* WORK INSTRUCTIONS
Please pull out every line of the listing below that contains the word "surface".

# # # # #

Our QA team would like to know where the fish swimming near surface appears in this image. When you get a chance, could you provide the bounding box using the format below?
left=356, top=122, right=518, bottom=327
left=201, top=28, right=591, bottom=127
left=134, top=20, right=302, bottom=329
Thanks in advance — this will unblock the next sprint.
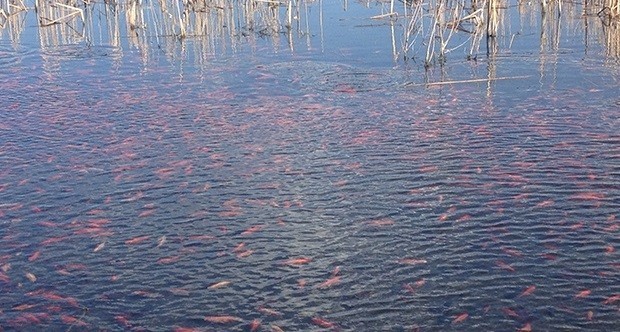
left=282, top=257, right=312, bottom=266
left=204, top=315, right=243, bottom=324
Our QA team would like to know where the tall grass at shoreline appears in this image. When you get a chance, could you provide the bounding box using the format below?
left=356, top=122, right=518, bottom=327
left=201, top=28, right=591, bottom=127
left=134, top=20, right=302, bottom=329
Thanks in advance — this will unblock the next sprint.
left=0, top=0, right=620, bottom=67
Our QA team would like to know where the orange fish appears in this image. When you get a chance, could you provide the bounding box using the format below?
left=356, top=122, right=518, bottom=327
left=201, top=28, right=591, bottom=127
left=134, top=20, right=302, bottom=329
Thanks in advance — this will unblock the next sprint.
left=241, top=225, right=263, bottom=235
left=502, top=307, right=520, bottom=318
left=138, top=209, right=155, bottom=218
left=318, top=276, right=340, bottom=288
left=282, top=257, right=312, bottom=266
left=204, top=315, right=243, bottom=324
left=569, top=192, right=605, bottom=201
left=368, top=218, right=394, bottom=227
left=257, top=306, right=282, bottom=316
left=398, top=258, right=428, bottom=265
left=270, top=324, right=284, bottom=332
left=603, top=294, right=620, bottom=304
left=312, top=316, right=336, bottom=329
left=233, top=242, right=245, bottom=252
left=93, top=241, right=105, bottom=252
left=13, top=304, right=37, bottom=311
left=250, top=318, right=260, bottom=332
left=60, top=315, right=88, bottom=326
left=452, top=312, right=469, bottom=324
left=157, top=256, right=181, bottom=264
left=575, top=289, right=592, bottom=299
left=519, top=285, right=536, bottom=296
left=28, top=250, right=41, bottom=262
left=502, top=247, right=523, bottom=257
left=207, top=280, right=231, bottom=289
left=495, top=260, right=516, bottom=272
left=536, top=200, right=555, bottom=208
left=237, top=250, right=254, bottom=258
left=125, top=235, right=150, bottom=245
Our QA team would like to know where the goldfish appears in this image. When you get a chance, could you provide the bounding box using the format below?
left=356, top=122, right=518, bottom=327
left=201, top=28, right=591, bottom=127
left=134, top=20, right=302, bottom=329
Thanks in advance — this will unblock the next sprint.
left=282, top=257, right=312, bottom=266
left=28, top=250, right=41, bottom=262
left=398, top=258, right=428, bottom=265
left=93, top=241, right=105, bottom=252
left=519, top=285, right=536, bottom=296
left=125, top=235, right=150, bottom=245
left=603, top=294, right=620, bottom=304
left=233, top=242, right=245, bottom=253
left=204, top=315, right=243, bottom=324
left=575, top=289, right=592, bottom=298
left=13, top=303, right=37, bottom=311
left=312, top=316, right=336, bottom=329
left=241, top=225, right=263, bottom=235
left=502, top=307, right=520, bottom=318
left=502, top=247, right=523, bottom=257
left=138, top=209, right=155, bottom=218
left=257, top=306, right=282, bottom=316
left=60, top=315, right=88, bottom=326
left=26, top=272, right=37, bottom=282
left=318, top=276, right=340, bottom=288
left=368, top=218, right=394, bottom=227
left=569, top=192, right=605, bottom=201
left=237, top=250, right=254, bottom=258
left=207, top=280, right=231, bottom=289
left=270, top=324, right=284, bottom=332
left=250, top=318, right=260, bottom=332
left=157, top=256, right=181, bottom=264
left=495, top=260, right=516, bottom=272
left=452, top=312, right=469, bottom=324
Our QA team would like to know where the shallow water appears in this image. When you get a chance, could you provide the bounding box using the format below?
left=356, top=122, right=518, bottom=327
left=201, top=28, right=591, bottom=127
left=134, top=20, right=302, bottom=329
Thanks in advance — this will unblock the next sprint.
left=0, top=0, right=620, bottom=331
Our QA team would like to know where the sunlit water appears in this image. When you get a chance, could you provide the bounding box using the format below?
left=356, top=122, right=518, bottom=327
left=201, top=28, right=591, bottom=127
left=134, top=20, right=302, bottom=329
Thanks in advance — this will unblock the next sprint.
left=0, top=0, right=620, bottom=331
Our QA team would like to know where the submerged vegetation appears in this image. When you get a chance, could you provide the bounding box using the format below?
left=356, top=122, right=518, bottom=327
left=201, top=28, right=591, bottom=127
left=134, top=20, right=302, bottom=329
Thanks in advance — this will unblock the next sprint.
left=0, top=0, right=620, bottom=67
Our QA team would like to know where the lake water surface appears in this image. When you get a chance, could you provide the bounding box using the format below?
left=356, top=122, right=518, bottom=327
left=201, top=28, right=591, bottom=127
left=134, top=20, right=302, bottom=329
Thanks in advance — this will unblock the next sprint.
left=0, top=1, right=620, bottom=331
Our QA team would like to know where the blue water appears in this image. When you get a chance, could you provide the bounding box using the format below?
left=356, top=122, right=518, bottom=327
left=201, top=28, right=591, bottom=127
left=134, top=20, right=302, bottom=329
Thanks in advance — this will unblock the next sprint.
left=0, top=2, right=620, bottom=331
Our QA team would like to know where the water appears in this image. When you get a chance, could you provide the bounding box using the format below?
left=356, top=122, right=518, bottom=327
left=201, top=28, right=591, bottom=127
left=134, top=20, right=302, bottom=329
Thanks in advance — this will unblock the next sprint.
left=0, top=3, right=620, bottom=331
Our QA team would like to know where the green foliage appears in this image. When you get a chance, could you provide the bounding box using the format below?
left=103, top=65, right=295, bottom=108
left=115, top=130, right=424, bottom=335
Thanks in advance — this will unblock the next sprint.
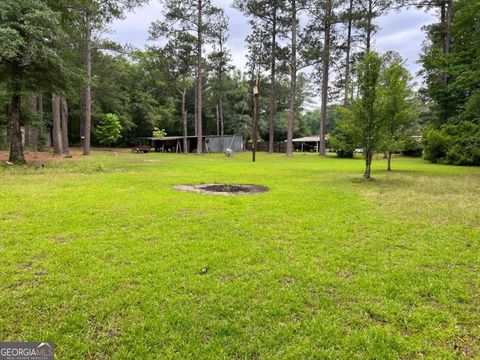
left=423, top=121, right=480, bottom=165
left=402, top=136, right=423, bottom=157
left=421, top=0, right=480, bottom=128
left=95, top=114, right=122, bottom=145
left=152, top=126, right=167, bottom=138
left=329, top=108, right=357, bottom=158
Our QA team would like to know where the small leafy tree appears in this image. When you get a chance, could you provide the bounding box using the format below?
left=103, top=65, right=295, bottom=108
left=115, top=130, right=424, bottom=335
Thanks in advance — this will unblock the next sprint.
left=96, top=114, right=122, bottom=146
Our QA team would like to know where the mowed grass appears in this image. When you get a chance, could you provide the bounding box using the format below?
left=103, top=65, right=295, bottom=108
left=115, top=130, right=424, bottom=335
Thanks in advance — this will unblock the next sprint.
left=0, top=152, right=480, bottom=359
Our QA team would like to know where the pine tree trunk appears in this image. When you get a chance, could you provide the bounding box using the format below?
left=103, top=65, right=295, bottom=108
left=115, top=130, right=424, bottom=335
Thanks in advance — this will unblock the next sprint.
left=52, top=92, right=63, bottom=156
left=219, top=96, right=225, bottom=151
left=343, top=0, right=353, bottom=107
left=196, top=0, right=203, bottom=154
left=366, top=0, right=373, bottom=53
left=215, top=103, right=220, bottom=136
left=60, top=96, right=69, bottom=155
left=268, top=8, right=277, bottom=153
left=32, top=93, right=43, bottom=152
left=81, top=13, right=92, bottom=155
left=287, top=0, right=297, bottom=156
left=23, top=94, right=33, bottom=149
left=8, top=66, right=25, bottom=164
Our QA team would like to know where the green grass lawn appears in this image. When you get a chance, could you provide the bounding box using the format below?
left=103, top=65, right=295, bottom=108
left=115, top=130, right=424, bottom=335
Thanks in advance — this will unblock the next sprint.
left=0, top=152, right=480, bottom=359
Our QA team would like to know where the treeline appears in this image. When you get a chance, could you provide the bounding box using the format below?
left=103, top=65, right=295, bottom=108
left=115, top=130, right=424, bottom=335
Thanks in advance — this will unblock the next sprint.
left=0, top=0, right=479, bottom=169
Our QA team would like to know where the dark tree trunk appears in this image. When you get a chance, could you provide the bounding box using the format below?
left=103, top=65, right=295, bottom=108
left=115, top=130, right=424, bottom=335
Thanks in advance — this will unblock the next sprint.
left=193, top=79, right=198, bottom=136
left=268, top=8, right=277, bottom=153
left=23, top=93, right=35, bottom=150
left=287, top=0, right=297, bottom=156
left=343, top=0, right=353, bottom=106
left=363, top=150, right=373, bottom=180
left=318, top=8, right=331, bottom=155
left=196, top=0, right=203, bottom=154
left=60, top=96, right=69, bottom=155
left=80, top=13, right=92, bottom=155
left=8, top=66, right=25, bottom=164
left=52, top=92, right=63, bottom=156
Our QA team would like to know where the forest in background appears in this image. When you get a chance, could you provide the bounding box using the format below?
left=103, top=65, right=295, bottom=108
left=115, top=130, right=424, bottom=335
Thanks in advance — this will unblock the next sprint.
left=0, top=0, right=480, bottom=165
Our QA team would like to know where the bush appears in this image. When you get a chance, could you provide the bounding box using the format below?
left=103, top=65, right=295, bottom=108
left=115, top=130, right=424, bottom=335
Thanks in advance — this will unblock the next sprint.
left=423, top=121, right=480, bottom=165
left=402, top=136, right=423, bottom=157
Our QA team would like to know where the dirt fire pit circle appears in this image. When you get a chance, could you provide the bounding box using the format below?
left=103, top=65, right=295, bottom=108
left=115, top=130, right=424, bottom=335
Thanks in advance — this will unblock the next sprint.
left=173, top=184, right=268, bottom=196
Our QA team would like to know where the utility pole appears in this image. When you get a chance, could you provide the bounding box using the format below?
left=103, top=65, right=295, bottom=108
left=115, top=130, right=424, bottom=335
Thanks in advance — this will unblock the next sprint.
left=252, top=73, right=260, bottom=162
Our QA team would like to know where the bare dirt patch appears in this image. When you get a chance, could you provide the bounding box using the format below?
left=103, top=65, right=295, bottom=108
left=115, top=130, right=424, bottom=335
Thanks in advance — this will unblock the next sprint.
left=173, top=184, right=268, bottom=196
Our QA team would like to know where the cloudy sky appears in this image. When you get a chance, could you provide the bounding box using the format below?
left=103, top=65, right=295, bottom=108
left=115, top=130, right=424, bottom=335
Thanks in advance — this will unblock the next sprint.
left=109, top=0, right=434, bottom=78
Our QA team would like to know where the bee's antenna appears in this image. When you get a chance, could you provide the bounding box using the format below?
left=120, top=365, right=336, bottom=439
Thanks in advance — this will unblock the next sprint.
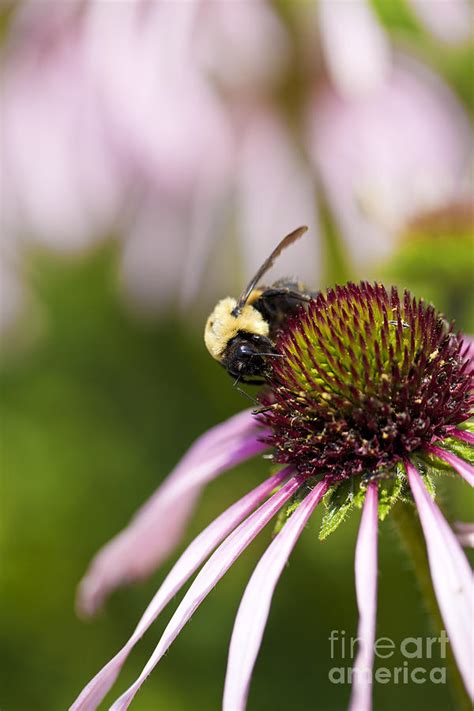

# # # # #

* SOLUTION FOR THIS TASK
Our QA team would like to know where the fish swimming near surface appears in this image. When you get a chance, could you provide the bounding box using the format below?
Our QA team would like to know where the lake water surface appears in this image. When you get a chance, could you provide the bounding box using the format below?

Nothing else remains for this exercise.